**What you should do**:
Reproduce every item below word for word, keeping each line unchanged.

**Records supplied**:
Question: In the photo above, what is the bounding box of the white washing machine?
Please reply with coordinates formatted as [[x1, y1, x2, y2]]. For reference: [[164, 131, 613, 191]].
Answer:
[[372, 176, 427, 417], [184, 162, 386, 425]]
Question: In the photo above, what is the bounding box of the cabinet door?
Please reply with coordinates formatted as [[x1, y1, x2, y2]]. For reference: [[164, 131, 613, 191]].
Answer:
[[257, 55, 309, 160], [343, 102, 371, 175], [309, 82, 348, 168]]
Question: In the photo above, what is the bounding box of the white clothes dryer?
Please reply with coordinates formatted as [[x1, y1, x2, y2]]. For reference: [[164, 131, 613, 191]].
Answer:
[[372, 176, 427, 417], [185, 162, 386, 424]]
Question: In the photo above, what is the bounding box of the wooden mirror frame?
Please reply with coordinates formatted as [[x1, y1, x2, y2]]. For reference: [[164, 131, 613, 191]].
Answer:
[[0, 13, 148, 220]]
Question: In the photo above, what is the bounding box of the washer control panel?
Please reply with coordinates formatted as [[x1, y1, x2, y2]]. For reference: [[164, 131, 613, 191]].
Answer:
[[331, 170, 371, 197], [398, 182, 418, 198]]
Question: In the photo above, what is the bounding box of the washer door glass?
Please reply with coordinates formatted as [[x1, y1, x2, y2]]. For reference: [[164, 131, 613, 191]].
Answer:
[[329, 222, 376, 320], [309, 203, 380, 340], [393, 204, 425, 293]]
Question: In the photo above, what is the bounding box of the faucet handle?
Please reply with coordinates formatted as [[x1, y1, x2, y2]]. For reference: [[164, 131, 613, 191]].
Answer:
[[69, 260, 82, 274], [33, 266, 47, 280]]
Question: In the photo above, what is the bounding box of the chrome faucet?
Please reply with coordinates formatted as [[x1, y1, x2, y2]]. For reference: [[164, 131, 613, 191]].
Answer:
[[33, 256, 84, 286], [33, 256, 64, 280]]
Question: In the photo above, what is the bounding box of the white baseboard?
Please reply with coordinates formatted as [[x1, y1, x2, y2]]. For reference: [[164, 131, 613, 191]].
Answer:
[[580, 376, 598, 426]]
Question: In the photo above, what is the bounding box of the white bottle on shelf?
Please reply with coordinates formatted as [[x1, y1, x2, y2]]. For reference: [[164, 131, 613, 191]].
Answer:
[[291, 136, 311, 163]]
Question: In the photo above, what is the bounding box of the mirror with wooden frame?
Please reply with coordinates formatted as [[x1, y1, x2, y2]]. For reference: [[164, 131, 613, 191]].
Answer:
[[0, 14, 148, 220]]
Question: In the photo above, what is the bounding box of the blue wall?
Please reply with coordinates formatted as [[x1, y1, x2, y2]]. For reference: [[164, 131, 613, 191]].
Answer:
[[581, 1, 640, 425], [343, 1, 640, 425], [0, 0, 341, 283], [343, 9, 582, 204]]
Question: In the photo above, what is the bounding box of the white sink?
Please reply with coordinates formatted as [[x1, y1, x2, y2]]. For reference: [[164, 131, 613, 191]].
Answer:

**Task answer**:
Question: In the photo above, what is the bounding box of the white washing machine?
Please reply with coordinates formatted as [[x1, y1, x2, y2]]. For reference: [[164, 131, 613, 191]].
Answer:
[[372, 176, 427, 417], [184, 162, 386, 425]]
Question: In the photo above, what is the bounding box of the cabinet door?
Please reply with coordinates formatted as [[x1, y1, x2, y2]]. For reference: [[164, 131, 613, 191]].
Answer:
[[257, 55, 309, 160], [343, 102, 371, 175], [309, 82, 348, 168]]
Question: In the photo above, what is the bounding box of the white clothes dryer?
Please reply with coordinates formatted as [[x1, y1, x2, y2]]. For reference: [[164, 131, 613, 191]].
Answer:
[[372, 176, 427, 417], [185, 162, 386, 424]]
Question: In the photo above, what is the bounding box of the wooden mirror frame?
Please reply with coordinates formatted as [[x1, y1, x2, y2]]. For reference: [[164, 131, 613, 191]].
Answer:
[[0, 13, 148, 220]]
Question: In the photo above, what is the bounding box of the washer control panel?
Please reply with coordinates formatted as [[x1, y1, x2, y2]]. For reference: [[164, 131, 613, 191]].
Answer:
[[331, 170, 371, 197], [398, 182, 418, 198]]
Question: In the photo above, what is the bounding box of the washer door glass?
Please reply with coordinates formatted as [[x1, y1, x2, y2]]. For reference: [[164, 131, 613, 191]].
Answer:
[[329, 222, 376, 320], [309, 203, 380, 340], [393, 204, 425, 293]]
Question: In the photo above, what is the bounding box of the faucet handle?
Please reply with coordinates formatted as [[x1, y1, x2, y2]]. For reference: [[164, 131, 613, 191]].
Answer:
[[69, 260, 82, 274], [33, 266, 47, 280]]
Question: In the photo above, what is the bounding box of the chrome faucet?
Please reply with coordinates formatted as [[x1, y1, x2, y2]]. For reference: [[164, 131, 613, 191]].
Answer:
[[33, 256, 84, 286], [33, 256, 64, 280]]
Question: In the photo above, what is the bounding box of the white baseboard?
Please reply with coordinates formatted as [[x1, y1, x2, y2]]. For reference: [[164, 131, 613, 191]].
Answer:
[[580, 376, 598, 426]]
Question: In the photo above, what is the bounding box of the white bottle on shelf?
Please reply with coordinates formatted as [[x1, y1, x2, y2]]. For reference: [[164, 131, 613, 191]].
Answer:
[[291, 136, 311, 163]]
Question: In the photo above, what is the bounding box of the mirror with wooden frame?
Please reply with coordinates formatted as [[x1, y1, x2, y2]]. For reference: [[164, 131, 613, 191]].
Answer:
[[0, 14, 148, 220]]
Question: In the photo above, what is the bounding box of the blue wall?
Please reply with coordinates formatted as [[x1, y1, x2, y2]]. For reference: [[164, 131, 613, 191]].
Answer:
[[581, 1, 640, 425], [343, 1, 640, 425], [0, 0, 341, 283], [343, 9, 582, 204]]
Question: In the photo above, what is the bounding box of the white sink?
Please reply with coordinates formatted as [[x1, y1, x2, y2]]. For reference: [[164, 131, 613, 191]].
Answer:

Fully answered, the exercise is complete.